* _Extract_:

# Reassuring a Shy/Bullied Budgie



## Oberon (Jan 29, 2018)

For the past month or so, I've been getting really worried about my budgie, Zephyr. He's always been a bit reserved and cautious compared with other budgies I've had in my life. He has had a pretty rough time in his life with other birds, which I think might have made him become a bit guarded? Because he's little and shy, he got picked on a lot by the other bird in the cage before I separated them. Since then, he's developed a nippy streak, and his first reaction to anything coming close to him is to lash out at it. 

He was hand-raised and knows how to step up. When we first got him, he was very affectionate and social with us. But since he was picked on by the other bird, if I bring my hand close to him to ask him to step up, about half the time he gives me a warning chirp or pecks at me. The rest of the time, he's fine with it.

I'm very worried he's depressed, or too anxious to really enjoy himself anymore. He's been very quiet. The only noises he'll make are those "hey, are you there" calls, not any chattering and warbling. I almost never see him play with his toys, and I'm worried he may not have figured out how to seek out fun on his own. He used really love chewing/foraging with one particular toy, and there were a few days a while ago where he played with one of his bells for a short period of time. But lately he hasn't been doing any of this at all and it really concerns me. He's been preening a lot lately, and I don't know if it's because he's molting (which he is) or if it's out of anxiety and boredom. I'm assuming it's a mix.

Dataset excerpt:
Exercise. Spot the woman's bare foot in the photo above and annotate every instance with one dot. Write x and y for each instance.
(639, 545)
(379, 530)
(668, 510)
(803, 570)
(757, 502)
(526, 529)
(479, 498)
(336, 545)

* _Exercise A_: Gather each line of the entries that contains the string "with", and treat case as significant.
* _Exercise B_: Pick up the forum post about the shy budgie where it stops, and write what comes next.

* _Right answer A_:
Exercise. Spot the woman's bare foot in the photo above and annotate every instance with one dot. Write x and y for each instance.

* _Right answer B_:
On top of that, bringing him out of the cage with me has started to feel like I'm essentially asking him to sit on me quietly for hours, because he doesn't react when I offer him a bell or a chewing toy, even one of the ones from his cage. Or he'll be frightened of it and lash out. Which I don't blame him for, if he doesn't understand why this massive human is dangling a noisy shiny thing in front of his face. He'll seek me out for cuddles, and enjoys sitting on my shoulder while I'm washing dishes. But he'd rather observe me than interact with me, and he's developed a strong discomfort regarding my hands that he never used to have.

If he doesn't want to be a super hands-on bird, that's completely fine; I want him to be happy and comfortable. I guess I'm just worried for his mental well-being. He's the only bird in the house right now, and I'm sure he's lonely. But the other bird who used to live with him was really antagonistic towards him and wasn't even letting him eat. I'm cautious about getting him a friend because I'm scared the same thing will happen all over again. But if I can't be a fun friend for him because he feels nervous around me, I worry that he'll wind up living a very bored, lonely, frustrating life. 

I was wondering if anybody has any advice on how to approach this situation, especially ideas on how to make life more enjoyable for a nervous bird. If I were to look into finding him a more compatible companion, what should I watch for that might let me know if their personalities would be suited to each other? In the meantime, is there anything I can do to provide him a bit more stimulation than he seeks out on his own? How best can I help him regain consistent trust for my hands? 

Thank you so much for reading. I'm grateful for any advice you may have :001_smile:


----------



## Cody (Sep 5, 2013)

How long has it been since the other bird has been gone and how much time and attention does Zephyr get on a daily basis? It can take a long time for birds to recover from a stressful situation. You stated that he has had a rough time in his life with other birds, how long did that go on?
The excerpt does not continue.